**Instructions for the task:** Could you switch "red jersey" to "blue jersey" throughout the records below, changing nothing else, and leave the pictures out of what you give back?

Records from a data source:
--- start ---

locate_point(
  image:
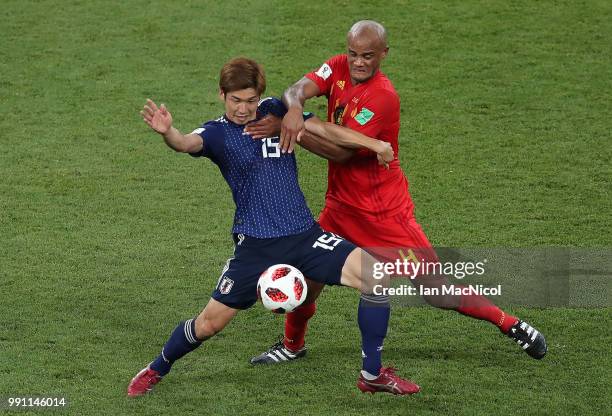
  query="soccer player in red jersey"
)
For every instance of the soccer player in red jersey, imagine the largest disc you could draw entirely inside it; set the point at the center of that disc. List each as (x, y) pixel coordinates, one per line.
(366, 203)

--- end ---

**Problem solution:**
locate_point(
  image:
  query="soccer player in blue jersey"
)
For every instance of the soccer player in blue jersey, imagine the largest disc you could draw entirely inside it; set the point at the center of that disc. List each as (x, y) pixel coordinates, one per line.
(366, 203)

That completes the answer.